_Instructions for the task_
Convert the records between the line containing "query | railing" and the line containing "<point>167,218</point>", inclusive, into a two-column CSV with the headers record_text and answer. Give one row per record, placing each record's text and its answer in their own quoted fields with line breaks replaced by spaces.

_Entries_
════════
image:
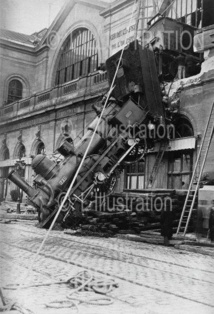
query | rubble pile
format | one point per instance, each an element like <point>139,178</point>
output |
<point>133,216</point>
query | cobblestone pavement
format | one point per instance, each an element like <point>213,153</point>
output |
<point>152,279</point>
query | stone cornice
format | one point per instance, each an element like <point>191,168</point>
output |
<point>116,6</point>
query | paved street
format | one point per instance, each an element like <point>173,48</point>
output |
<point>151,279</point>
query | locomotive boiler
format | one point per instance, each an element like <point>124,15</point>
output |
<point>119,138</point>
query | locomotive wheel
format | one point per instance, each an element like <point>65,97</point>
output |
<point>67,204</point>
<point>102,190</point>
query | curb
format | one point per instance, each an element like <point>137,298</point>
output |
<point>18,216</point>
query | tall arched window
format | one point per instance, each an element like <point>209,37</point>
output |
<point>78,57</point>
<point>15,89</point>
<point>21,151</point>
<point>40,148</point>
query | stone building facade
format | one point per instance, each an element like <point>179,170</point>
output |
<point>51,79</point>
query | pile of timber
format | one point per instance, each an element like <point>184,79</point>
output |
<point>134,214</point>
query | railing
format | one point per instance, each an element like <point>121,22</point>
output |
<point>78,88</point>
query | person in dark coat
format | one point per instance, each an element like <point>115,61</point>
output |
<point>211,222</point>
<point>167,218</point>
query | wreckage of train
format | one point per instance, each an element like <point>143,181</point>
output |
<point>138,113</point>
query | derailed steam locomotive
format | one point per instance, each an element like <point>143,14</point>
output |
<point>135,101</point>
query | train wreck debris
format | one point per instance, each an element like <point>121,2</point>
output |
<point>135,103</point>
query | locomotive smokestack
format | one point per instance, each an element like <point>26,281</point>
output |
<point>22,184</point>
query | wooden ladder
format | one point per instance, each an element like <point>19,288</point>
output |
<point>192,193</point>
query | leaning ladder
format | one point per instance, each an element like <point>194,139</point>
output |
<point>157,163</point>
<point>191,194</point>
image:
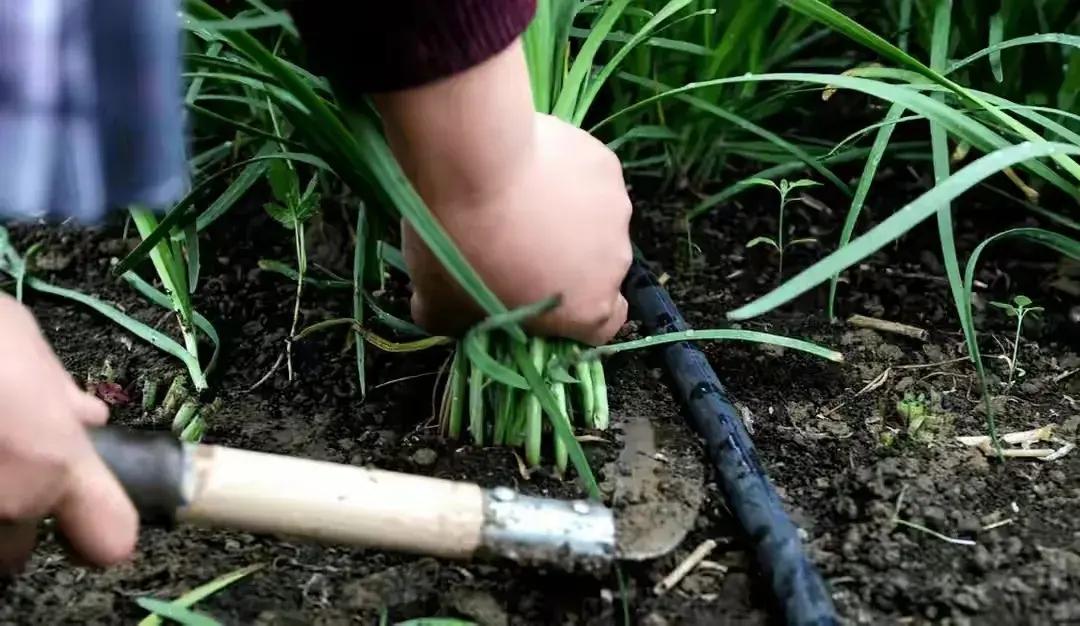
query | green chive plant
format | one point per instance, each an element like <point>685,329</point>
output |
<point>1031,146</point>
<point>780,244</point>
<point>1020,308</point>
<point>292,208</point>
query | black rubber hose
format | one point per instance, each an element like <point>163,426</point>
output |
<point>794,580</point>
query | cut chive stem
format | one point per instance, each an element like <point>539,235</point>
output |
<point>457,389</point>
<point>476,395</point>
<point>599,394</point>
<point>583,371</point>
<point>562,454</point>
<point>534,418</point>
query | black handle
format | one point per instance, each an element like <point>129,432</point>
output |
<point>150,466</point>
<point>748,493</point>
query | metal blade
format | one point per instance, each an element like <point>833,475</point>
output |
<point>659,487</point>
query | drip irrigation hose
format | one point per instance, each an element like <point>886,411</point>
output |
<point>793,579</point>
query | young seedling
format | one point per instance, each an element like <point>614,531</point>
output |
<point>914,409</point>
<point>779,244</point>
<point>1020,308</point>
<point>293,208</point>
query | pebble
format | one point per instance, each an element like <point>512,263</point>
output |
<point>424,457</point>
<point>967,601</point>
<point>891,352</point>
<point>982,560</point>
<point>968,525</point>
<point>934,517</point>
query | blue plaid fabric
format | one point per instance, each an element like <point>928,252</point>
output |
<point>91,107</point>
════════
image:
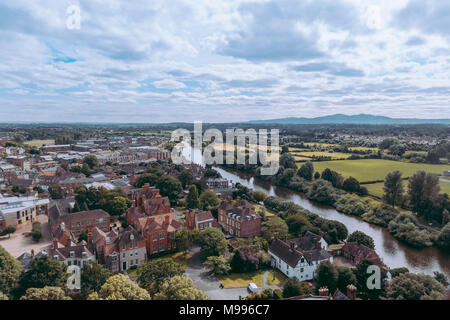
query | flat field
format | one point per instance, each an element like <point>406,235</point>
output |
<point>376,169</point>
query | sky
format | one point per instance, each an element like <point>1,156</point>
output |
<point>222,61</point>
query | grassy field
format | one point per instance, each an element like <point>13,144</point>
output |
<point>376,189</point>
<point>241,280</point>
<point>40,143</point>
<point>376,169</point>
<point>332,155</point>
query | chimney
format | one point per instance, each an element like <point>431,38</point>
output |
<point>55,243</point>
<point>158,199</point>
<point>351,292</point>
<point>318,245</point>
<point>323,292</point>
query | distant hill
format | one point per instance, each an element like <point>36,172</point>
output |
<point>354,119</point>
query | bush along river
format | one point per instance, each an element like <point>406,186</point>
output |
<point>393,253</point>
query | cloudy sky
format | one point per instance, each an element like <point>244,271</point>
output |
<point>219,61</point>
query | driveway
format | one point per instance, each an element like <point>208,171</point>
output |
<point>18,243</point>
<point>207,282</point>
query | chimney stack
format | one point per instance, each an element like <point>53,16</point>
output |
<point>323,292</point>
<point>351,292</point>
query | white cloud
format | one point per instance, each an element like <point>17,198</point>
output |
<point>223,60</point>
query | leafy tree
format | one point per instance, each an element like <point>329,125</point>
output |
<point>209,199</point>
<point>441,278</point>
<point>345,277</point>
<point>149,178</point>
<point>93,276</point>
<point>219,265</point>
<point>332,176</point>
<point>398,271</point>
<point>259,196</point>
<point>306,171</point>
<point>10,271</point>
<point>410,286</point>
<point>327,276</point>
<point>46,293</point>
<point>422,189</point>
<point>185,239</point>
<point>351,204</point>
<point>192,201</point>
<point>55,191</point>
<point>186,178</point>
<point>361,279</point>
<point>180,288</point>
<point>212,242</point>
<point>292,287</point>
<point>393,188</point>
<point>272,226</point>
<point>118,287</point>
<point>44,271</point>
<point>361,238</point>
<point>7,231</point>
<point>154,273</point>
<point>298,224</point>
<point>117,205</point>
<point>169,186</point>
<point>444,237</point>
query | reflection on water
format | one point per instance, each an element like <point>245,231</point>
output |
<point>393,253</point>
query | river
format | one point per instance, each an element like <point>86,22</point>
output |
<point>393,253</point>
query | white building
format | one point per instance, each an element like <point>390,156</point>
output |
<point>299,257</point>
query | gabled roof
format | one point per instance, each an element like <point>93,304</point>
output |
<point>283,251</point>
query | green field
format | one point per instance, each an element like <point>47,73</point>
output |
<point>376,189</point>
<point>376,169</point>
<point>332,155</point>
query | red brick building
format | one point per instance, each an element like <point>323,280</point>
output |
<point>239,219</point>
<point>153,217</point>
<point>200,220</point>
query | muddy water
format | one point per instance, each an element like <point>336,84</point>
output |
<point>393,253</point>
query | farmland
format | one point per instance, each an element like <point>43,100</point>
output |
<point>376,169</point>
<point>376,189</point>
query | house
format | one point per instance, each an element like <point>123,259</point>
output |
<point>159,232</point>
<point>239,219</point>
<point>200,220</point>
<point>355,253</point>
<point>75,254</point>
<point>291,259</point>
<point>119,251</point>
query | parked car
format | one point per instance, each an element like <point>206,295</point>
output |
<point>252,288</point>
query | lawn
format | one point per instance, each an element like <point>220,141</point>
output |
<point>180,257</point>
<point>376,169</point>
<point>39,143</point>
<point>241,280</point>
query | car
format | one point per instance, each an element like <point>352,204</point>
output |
════════
_Response to this exercise_
record_text,answer
"query | railing format | one point per instance, each an element like <point>121,22</point> output |","<point>78,88</point>"
"query | person in dark coat format | one point per instance, each an element like <point>115,61</point> output |","<point>211,222</point> <point>167,218</point>"